● PAGINAFRAGMENT
↓↓↓

Niet echt een rooskleurig beeld dus. Eind februari van dit jaar publiceerde het Mulier Instituut nog nieuwe resultaten van een lopend onderzoek over diversiteit in sportbesturen. Dit onderzoek betreft niet alleen sportbonden maar ook sportverenigingen. Daar is het aandeel vrouwen in bestuurlijke functies hoger dan bij bonden. Namelijk 29 procent versus 20 procent. Opvallend daarbij is dat verenigingen aangeven geen specifiek beleid te hebben op diversiteit. Werving van bestuurders is al lastig genoeg, is de overheersende gedachte.
Terug naar de stelling: Daar ben ik het als gezegd niet mee eens. Dat ligt niet aan de benoeming van Van Zanen an sich, maar met name aan de tijdsindicatie die wordt gegeven. Het aandeel vrouwelijke bestuurders in Nederlandse sportbonden ligt al jaren rond de 20 procent en is ook de afgelopen jaren niet gestegen.
Het is daarom een irreële verwachting dat de benoeming van Anneke van Zanen daar in één jaar tijd verandering in kan brengen. Maar ik geloof wel dat Van Zanen in haar rol als voorzitter van NOC*NSF een verandering op gang brengen.
Lange tijd heerste de gedachte dat het beoefenen van sport schadelijk was voor vrouwen. De KNVB erkende vrouwenvoetbal zelfs pas in 1971, terwijl al jaren door vrouwen werd gevoetbald. Zij hadden ondertussen hun eigen bond opgericht. Voor vrouwen is wielersport pas sinds 1984 een olympische discipline, terwijl de mannen als sinds het einde van de negentiende eeuw op jacht konden naar olympisch wielergoud.
En afgelopen weekend zijn de W-series gestart: “The ground-breaking women's racing series with a serious ambition: to change the face of motorsport. Quite literally.” Want ondanks de populariteit van motorsport is het aandeel van vrouwelijke coureurs tot een minimum beperkt gebleven. In de 68-jarige geschiedenis van de Formule 1 zijn bijna 1.000 Grand Prix-races gereden door bijna 900 rijders, waarvan 2 vrouwen.
Als je het zo bekijkt, is het helemaal niet vreemd dat het aandeel van vrouwen in leidinggevende functies in de sport nog beperkt is. Er zijn nog genoeg ontwikkelingen mogelijk; onlangs heeft in Frankrijk de eerste vrouwelijke scheidsrechter een voetbalwedstrijd gefloten op het allerhoogste niveau. En de eerste vrouwelijke coach in het mannenvoetbal moet nog opstaan (of een kans krijgen?).

↑↑↑

● AANGELEVERDE GEGEVENS

↓↓↓

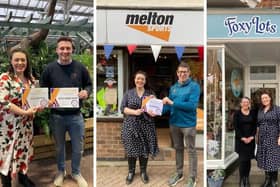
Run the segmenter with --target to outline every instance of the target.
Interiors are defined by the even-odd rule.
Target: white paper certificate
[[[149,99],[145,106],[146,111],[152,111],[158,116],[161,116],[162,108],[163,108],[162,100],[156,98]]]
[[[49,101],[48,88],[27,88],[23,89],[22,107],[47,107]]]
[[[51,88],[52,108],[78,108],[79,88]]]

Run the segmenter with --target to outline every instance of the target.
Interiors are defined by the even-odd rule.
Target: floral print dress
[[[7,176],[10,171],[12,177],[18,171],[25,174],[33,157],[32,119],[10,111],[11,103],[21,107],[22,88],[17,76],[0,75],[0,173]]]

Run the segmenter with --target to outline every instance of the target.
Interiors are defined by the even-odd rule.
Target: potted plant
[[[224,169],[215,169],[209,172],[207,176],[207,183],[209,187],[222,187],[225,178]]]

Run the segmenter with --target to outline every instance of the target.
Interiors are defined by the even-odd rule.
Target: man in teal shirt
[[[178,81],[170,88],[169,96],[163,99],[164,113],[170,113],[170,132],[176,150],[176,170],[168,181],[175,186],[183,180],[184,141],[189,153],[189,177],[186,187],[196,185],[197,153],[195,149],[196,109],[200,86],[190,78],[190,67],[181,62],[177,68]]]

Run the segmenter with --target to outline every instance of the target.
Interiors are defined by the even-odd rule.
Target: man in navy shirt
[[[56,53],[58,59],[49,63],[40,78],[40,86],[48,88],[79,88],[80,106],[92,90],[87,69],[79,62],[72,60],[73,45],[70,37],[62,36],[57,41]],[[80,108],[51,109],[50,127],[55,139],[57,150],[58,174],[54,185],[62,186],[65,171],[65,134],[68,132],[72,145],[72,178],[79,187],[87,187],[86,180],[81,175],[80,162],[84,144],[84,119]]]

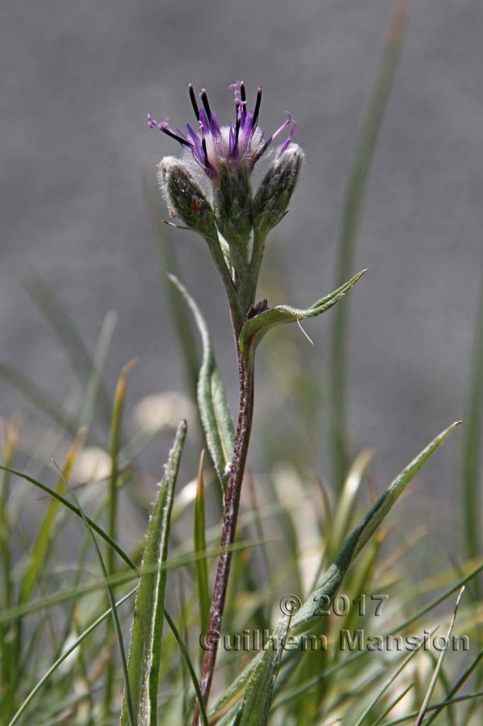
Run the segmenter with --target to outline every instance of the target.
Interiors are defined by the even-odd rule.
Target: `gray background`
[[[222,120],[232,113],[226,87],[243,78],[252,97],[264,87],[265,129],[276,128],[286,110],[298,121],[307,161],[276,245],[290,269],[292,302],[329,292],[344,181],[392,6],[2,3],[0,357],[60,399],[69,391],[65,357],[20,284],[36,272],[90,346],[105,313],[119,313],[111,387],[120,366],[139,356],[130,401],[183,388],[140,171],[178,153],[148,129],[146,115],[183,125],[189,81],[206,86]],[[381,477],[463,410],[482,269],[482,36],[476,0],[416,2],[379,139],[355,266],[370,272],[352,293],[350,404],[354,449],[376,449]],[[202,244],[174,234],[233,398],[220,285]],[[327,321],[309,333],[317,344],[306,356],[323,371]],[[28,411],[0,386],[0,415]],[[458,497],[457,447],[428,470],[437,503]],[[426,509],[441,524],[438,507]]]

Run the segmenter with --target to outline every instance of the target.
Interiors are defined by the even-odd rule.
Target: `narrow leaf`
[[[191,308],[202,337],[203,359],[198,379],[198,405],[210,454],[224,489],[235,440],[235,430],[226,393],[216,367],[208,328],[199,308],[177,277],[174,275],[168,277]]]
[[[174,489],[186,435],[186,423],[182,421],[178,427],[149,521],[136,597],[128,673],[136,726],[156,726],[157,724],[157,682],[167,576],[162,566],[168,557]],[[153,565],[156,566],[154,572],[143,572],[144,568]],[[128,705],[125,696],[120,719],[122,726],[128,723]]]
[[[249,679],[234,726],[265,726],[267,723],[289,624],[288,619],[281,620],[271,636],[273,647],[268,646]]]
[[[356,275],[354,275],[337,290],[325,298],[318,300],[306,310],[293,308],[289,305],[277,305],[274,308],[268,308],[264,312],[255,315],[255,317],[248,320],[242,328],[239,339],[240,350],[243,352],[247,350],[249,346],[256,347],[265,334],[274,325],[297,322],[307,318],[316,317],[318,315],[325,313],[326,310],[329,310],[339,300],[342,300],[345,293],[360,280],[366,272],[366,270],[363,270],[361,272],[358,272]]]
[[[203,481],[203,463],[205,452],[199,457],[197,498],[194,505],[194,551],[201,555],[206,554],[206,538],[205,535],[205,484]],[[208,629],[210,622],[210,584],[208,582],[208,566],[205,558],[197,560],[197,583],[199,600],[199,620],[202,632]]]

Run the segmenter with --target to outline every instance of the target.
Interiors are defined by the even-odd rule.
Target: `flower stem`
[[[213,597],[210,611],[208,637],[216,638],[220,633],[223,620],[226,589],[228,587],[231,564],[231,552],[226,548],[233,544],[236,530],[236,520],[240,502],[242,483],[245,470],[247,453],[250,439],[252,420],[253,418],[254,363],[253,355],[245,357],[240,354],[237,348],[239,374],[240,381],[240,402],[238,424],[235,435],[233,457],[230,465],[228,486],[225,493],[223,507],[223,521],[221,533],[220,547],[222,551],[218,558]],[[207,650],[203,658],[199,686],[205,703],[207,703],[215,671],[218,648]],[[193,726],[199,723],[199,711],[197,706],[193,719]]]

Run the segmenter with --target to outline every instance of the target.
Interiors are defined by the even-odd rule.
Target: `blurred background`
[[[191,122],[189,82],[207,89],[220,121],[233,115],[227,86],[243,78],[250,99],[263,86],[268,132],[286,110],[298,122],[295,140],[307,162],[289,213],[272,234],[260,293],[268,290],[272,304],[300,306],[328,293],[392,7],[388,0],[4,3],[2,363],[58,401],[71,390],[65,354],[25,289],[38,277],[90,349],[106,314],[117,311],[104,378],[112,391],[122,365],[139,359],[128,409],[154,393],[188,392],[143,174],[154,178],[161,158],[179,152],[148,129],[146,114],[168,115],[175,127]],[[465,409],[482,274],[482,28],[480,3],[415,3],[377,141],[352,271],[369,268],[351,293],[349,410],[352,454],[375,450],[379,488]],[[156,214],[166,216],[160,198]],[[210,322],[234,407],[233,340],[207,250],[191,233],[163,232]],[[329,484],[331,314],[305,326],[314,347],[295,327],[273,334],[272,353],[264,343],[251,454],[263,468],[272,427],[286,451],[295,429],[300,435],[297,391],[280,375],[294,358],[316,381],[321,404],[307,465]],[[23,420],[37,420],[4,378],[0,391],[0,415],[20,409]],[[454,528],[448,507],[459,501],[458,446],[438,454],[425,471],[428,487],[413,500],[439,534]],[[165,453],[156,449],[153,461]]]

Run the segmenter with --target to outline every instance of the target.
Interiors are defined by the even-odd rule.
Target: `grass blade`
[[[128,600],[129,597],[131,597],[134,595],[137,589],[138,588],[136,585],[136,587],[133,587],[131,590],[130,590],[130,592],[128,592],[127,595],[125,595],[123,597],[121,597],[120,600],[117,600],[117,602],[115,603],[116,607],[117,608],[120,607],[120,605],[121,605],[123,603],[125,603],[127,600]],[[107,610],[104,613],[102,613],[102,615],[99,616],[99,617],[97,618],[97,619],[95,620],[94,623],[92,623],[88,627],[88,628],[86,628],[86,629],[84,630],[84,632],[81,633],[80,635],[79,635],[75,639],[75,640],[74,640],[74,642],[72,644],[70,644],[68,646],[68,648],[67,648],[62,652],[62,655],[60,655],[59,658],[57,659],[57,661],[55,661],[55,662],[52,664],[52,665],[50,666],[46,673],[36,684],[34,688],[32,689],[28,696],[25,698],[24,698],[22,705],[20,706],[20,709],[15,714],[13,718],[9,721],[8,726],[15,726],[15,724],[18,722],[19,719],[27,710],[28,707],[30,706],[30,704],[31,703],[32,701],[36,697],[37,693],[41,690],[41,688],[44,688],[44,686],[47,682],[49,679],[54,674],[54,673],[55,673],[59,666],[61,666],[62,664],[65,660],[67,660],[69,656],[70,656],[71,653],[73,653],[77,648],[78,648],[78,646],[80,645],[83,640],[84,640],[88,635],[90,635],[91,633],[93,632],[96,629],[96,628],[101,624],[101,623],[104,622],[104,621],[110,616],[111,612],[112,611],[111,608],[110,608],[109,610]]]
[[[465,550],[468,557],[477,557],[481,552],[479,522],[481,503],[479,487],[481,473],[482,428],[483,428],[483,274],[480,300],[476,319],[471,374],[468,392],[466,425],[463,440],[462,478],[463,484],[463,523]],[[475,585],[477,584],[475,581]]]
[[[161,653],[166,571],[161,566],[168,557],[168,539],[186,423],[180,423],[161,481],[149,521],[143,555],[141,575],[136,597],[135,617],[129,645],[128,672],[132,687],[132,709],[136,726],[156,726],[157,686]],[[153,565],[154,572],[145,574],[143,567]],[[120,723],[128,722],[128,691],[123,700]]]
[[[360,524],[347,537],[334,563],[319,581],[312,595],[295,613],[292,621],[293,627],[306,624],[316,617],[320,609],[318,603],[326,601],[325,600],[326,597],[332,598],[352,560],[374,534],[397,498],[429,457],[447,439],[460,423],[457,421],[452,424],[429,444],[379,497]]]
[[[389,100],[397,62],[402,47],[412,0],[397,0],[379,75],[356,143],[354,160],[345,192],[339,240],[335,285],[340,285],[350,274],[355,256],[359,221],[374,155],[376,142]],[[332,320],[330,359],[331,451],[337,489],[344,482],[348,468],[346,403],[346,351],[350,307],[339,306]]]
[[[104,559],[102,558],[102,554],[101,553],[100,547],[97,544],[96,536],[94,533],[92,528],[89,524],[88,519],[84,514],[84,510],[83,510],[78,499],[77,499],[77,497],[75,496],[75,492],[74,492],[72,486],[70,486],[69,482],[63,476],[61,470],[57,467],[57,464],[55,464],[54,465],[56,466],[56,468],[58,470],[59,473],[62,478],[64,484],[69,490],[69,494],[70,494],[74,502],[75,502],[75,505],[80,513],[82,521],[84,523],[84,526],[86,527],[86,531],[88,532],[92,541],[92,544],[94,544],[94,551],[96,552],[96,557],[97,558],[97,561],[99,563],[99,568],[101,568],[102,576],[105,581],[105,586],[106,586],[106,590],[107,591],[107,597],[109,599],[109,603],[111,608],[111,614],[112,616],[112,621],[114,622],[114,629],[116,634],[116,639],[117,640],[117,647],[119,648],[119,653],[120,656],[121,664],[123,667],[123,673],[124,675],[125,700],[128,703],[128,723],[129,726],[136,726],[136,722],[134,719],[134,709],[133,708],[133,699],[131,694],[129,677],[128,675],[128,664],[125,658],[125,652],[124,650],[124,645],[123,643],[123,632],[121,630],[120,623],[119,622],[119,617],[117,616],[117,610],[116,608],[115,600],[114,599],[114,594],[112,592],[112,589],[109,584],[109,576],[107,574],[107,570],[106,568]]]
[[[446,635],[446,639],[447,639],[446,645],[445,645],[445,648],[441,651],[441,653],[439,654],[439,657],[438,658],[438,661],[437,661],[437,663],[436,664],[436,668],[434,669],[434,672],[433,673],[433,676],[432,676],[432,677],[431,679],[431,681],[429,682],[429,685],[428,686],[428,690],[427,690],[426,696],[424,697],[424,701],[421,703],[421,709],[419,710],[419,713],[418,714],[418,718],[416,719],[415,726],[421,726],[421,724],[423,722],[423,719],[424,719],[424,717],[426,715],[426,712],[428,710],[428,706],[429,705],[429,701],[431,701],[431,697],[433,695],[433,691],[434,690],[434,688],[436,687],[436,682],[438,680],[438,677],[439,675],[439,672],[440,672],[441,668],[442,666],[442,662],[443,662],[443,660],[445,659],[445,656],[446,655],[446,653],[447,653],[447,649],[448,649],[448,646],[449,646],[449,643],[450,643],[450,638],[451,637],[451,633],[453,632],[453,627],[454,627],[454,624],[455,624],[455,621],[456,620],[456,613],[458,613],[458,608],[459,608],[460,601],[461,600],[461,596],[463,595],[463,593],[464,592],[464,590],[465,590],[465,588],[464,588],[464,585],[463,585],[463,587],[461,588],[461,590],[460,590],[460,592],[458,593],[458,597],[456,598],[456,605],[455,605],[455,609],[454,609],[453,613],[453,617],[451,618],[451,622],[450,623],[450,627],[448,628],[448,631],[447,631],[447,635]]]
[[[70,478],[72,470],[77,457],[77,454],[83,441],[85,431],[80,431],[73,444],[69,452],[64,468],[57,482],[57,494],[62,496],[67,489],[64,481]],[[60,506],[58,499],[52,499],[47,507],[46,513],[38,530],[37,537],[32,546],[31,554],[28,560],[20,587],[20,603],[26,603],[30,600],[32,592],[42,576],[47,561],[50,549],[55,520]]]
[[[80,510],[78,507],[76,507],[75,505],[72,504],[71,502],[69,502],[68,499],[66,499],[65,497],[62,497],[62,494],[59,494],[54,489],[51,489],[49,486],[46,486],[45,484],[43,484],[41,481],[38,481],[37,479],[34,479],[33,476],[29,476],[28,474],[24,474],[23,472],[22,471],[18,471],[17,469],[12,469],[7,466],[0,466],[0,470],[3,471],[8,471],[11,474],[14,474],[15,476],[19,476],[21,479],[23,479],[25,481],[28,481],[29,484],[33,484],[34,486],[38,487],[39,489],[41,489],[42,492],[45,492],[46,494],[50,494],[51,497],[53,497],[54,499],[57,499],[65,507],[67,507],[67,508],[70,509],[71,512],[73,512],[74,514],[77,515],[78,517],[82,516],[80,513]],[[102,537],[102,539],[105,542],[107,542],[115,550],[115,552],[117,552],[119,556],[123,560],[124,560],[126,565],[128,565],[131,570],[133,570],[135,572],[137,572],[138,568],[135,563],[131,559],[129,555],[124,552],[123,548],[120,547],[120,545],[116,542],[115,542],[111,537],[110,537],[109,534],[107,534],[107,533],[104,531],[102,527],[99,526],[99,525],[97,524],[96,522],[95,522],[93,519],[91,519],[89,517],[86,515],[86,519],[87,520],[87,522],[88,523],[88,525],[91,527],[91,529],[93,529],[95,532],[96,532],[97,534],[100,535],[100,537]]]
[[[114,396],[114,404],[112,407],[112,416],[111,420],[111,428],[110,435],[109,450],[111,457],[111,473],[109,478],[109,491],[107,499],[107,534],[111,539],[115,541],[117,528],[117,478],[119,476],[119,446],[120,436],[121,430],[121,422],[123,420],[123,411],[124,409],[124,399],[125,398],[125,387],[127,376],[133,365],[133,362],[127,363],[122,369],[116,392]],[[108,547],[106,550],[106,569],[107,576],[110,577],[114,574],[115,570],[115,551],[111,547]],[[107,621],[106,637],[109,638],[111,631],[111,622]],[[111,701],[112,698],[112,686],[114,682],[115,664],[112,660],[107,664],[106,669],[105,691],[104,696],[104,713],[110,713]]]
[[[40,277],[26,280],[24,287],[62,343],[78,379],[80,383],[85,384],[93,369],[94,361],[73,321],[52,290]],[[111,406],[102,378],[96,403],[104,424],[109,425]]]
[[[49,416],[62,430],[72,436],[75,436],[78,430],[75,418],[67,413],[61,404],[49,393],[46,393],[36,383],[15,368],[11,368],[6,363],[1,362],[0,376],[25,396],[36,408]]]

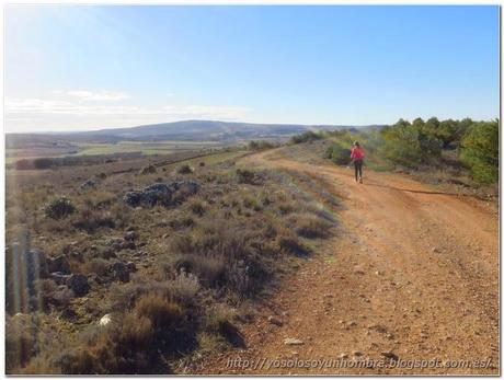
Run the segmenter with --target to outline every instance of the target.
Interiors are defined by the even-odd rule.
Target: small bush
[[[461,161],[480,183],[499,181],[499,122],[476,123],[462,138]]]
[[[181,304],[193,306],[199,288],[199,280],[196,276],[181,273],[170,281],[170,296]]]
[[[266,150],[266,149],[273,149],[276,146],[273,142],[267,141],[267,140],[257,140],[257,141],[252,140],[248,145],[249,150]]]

↑↑↑

● OEFENDOEL
Hoe groot is volgens het paginafragment het aandeel vrouwen in bestuurlijke functies bij sportverenigingen? De items zijn los materiaal en horen niet bij het paginafragment.

● UITGEWERKTE OPDRACHT
29 procent.